CONSEGNA ▸
Ricopia parola per parola il testo qui sotto sulle infiltrazioni di corticosteroidi prima della protesi d'anca o di ginocchio, da "Seth Jerabek" fino a "noti di recente." compreso.

TESTO FORNITO ▸

Seth Jerabek
I pazienti che stanno valutando la possibilità di sottoporsi a chirurgia protesica per la sostituzione dell’anca o del ginocchio, se hanno ricevuto infiltrazioni di corticosteroidi per alleviare il dolore farebbero bene ad attendere tre mesi prima dell’intervento. Lo suggeriscono due studi statunitensi i cui risultati sono stati resi noti di recente.
Il primo è stato condotto da un gruppo di ricercatori dell’Hospital for special surgery (Hss) di New York coordinato da William Schairer e presentato al meeting annuale dell’American Academy of Orthopaedic Surgeons (Aaos) che si è svolto agli inizi di marzo a Orlando, in Florida. «Il rischio di sviluppare un’infezione in seguito all’intervento chirurgico – ha affermato Schairer – è aumentato in modo significativo nei pazienti inclusi nello studio a cui è stata impiantata una protesi d’anca meno di tre mesi dopo essere stati in terapia iniettiva con steroidi; se però hanno avuto l’accortezza di attendere oltre questo periodo di tempo il loro rischio non è stato per nulla superiore alla norma».

RECORD ESTRATTI ▸

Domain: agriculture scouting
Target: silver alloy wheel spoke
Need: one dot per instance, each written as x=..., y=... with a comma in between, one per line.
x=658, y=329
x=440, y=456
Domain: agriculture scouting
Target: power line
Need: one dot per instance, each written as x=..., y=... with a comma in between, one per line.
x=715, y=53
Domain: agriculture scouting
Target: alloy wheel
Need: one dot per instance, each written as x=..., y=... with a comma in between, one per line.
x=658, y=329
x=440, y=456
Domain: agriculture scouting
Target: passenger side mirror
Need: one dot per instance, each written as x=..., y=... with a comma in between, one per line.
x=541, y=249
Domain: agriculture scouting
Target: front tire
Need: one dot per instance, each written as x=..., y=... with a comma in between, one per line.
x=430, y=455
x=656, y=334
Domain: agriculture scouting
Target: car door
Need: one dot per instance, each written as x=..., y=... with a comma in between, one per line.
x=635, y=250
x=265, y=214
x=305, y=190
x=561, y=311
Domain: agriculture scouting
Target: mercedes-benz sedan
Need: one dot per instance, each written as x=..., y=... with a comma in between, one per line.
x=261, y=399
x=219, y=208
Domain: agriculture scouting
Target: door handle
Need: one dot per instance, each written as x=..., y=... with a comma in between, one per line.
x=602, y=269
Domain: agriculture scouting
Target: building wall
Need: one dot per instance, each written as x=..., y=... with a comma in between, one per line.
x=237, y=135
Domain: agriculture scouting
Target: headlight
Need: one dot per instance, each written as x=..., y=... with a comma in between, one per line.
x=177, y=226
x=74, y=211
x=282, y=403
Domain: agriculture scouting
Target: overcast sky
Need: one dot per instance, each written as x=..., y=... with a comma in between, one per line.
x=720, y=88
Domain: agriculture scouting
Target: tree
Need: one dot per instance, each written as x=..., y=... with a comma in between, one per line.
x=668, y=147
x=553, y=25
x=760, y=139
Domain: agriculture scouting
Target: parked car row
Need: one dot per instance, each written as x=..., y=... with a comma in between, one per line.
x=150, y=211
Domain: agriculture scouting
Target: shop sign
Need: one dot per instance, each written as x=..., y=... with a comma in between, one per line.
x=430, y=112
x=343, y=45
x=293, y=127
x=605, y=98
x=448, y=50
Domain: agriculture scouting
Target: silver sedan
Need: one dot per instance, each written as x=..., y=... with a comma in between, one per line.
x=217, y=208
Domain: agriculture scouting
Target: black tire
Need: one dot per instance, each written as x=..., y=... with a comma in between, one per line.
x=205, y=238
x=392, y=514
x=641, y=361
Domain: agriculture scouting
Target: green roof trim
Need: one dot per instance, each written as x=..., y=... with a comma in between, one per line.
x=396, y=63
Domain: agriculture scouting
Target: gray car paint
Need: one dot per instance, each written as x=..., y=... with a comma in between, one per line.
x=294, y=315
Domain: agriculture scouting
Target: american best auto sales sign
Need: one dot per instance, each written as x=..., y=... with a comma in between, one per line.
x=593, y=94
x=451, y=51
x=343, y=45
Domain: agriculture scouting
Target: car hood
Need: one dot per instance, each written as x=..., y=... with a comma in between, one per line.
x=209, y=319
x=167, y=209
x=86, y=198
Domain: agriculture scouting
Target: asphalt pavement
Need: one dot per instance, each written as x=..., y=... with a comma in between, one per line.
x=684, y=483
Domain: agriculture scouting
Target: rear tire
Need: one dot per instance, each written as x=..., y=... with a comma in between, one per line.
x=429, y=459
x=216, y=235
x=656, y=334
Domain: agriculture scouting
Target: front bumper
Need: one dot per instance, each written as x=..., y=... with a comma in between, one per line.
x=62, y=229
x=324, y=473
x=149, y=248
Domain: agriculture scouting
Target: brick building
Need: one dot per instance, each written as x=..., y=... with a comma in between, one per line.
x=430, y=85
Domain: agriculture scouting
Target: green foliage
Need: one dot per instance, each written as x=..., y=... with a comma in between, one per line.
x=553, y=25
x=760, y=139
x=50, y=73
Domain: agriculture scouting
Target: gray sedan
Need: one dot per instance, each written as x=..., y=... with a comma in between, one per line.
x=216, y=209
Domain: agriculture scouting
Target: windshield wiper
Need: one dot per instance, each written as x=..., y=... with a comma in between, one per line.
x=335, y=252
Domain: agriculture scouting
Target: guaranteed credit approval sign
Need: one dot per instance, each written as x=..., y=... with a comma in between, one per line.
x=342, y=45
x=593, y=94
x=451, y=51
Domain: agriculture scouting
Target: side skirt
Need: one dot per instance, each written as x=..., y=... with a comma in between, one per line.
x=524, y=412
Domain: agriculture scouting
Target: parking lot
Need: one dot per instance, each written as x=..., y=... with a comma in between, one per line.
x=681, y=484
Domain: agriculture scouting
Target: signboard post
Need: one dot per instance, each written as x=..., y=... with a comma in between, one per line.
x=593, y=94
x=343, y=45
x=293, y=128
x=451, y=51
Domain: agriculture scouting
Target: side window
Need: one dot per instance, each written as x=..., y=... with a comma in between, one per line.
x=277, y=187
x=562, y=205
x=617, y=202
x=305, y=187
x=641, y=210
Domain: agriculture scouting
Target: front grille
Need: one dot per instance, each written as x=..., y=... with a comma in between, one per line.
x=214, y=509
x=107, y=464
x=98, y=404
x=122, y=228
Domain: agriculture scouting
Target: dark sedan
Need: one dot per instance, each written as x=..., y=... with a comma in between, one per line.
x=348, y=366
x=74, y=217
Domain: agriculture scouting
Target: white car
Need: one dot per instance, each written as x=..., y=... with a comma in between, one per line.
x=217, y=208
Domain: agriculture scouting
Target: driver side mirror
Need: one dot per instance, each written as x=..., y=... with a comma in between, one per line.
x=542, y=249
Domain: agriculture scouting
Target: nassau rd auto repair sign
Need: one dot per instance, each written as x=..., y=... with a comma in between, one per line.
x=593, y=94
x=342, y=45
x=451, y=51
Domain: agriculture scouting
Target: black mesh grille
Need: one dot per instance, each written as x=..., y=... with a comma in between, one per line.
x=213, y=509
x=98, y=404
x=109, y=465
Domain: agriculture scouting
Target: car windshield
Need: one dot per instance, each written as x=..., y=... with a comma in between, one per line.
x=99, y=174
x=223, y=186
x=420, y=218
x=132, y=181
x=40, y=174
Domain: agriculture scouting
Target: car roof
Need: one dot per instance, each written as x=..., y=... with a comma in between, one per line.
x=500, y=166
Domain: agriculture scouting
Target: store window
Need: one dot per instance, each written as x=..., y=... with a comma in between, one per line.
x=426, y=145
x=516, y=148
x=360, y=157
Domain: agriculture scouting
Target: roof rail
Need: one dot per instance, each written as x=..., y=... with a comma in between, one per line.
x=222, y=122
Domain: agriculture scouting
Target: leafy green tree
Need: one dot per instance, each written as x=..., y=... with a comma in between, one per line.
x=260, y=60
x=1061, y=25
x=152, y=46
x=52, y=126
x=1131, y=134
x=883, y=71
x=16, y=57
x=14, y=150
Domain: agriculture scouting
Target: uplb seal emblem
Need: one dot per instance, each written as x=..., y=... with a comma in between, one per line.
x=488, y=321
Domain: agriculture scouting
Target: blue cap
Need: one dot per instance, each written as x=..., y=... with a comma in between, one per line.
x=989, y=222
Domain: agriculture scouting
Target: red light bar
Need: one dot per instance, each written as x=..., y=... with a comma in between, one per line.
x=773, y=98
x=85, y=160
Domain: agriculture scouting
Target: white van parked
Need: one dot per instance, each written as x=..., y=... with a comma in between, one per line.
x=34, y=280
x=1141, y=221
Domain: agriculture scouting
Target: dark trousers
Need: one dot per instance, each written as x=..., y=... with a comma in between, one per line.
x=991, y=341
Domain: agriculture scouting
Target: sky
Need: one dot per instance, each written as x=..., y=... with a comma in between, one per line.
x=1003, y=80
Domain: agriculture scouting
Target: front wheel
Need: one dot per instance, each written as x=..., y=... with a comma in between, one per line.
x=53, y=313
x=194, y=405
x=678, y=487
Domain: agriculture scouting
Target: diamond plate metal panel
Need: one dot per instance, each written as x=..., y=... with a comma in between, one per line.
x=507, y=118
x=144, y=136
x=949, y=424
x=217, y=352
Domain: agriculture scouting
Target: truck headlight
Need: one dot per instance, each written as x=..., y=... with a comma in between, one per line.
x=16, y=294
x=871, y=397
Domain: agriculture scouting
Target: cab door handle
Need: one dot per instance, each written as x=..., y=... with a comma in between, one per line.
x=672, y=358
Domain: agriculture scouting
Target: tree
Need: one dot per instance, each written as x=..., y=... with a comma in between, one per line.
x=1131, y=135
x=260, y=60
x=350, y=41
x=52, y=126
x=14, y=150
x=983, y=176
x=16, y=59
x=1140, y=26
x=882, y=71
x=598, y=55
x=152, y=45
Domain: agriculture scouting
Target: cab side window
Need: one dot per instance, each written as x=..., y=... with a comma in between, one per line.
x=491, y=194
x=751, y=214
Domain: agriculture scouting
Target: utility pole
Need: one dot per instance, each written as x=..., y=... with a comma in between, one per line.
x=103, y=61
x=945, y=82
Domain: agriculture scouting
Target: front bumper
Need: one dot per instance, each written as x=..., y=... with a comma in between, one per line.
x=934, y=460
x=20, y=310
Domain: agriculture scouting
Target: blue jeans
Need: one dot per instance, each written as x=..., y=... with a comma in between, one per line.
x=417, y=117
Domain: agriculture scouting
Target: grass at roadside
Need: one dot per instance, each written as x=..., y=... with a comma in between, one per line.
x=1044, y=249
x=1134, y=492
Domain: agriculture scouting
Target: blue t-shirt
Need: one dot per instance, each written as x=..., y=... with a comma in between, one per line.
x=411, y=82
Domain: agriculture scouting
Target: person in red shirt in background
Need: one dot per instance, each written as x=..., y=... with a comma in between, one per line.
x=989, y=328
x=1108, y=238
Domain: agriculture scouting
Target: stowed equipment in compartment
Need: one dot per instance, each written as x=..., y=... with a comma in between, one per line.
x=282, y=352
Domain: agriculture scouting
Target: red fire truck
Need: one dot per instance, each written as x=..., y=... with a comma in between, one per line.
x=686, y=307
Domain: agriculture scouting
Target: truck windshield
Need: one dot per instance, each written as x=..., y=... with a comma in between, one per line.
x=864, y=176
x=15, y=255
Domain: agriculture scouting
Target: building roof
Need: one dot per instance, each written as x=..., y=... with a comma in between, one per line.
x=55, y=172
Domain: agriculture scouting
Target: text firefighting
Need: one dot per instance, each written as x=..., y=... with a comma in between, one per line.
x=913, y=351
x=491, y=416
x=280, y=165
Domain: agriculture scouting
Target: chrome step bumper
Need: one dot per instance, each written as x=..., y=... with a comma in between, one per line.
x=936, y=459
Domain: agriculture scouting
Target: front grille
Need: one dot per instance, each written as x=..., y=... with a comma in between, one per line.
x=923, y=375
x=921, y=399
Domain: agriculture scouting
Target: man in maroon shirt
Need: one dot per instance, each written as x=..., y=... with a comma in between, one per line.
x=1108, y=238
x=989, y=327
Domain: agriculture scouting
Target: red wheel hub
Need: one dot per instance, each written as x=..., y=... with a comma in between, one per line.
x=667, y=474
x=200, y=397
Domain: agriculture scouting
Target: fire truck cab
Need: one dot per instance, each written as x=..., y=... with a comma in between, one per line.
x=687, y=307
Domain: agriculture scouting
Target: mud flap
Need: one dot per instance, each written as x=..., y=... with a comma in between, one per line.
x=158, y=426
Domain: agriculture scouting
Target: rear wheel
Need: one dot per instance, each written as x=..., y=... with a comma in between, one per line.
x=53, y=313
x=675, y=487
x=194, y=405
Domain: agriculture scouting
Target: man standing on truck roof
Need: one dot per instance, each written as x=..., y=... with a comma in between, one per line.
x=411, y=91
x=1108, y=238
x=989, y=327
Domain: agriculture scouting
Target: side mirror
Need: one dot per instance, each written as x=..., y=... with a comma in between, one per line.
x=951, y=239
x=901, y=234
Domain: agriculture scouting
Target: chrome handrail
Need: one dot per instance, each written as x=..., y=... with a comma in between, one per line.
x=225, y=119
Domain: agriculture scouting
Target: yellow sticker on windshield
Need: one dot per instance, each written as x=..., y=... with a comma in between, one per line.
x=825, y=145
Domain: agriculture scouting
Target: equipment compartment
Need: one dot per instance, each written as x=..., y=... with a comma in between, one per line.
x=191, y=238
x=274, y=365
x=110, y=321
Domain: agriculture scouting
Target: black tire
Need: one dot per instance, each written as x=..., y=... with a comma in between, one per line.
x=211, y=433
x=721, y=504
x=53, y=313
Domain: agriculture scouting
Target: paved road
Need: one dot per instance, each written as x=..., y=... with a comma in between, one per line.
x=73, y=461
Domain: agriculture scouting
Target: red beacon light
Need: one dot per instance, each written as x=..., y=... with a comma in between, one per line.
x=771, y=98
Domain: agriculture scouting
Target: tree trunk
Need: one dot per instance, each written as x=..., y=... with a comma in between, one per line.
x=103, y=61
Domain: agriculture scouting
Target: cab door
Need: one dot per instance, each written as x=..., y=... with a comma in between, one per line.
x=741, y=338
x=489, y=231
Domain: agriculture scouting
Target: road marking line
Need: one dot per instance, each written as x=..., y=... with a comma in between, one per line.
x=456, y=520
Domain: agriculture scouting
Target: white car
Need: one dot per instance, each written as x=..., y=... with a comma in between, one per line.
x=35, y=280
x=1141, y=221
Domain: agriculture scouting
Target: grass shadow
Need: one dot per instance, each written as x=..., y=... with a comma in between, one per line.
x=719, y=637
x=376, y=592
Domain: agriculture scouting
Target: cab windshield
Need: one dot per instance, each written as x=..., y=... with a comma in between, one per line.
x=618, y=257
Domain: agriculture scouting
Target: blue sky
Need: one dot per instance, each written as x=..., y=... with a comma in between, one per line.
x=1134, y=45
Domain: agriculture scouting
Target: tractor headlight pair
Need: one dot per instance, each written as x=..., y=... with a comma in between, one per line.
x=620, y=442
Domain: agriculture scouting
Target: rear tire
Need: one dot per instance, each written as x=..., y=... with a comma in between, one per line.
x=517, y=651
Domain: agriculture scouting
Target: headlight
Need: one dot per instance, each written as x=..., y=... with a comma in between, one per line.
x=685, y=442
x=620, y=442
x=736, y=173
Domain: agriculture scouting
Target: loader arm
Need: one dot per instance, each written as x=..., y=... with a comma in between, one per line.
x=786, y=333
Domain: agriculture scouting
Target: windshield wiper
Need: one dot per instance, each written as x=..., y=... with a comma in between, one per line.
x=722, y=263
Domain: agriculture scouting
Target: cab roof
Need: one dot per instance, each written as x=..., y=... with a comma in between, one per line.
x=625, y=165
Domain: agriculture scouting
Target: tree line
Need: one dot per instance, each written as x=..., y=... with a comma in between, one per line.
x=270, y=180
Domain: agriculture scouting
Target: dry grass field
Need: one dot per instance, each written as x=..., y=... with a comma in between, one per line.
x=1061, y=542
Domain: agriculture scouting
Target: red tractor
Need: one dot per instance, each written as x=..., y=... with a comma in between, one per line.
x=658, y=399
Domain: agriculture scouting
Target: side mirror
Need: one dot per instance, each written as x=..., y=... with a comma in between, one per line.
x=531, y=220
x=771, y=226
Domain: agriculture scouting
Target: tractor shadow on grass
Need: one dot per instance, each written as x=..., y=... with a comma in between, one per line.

RISPOSTA ALLA CONSEGNA ▸
Seth Jerabek
I pazienti che stanno valutando la possibilità di sottoporsi a chirurgia protesica per la sostituzione dell’anca o del ginocchio, se hanno ricevuto infiltrazioni di corticosteroidi per alleviare il dolore farebbero bene ad attendere tre mesi prima dell’intervento. Lo suggeriscono due studi statunitensi i cui risultati sono stati resi noti di recente.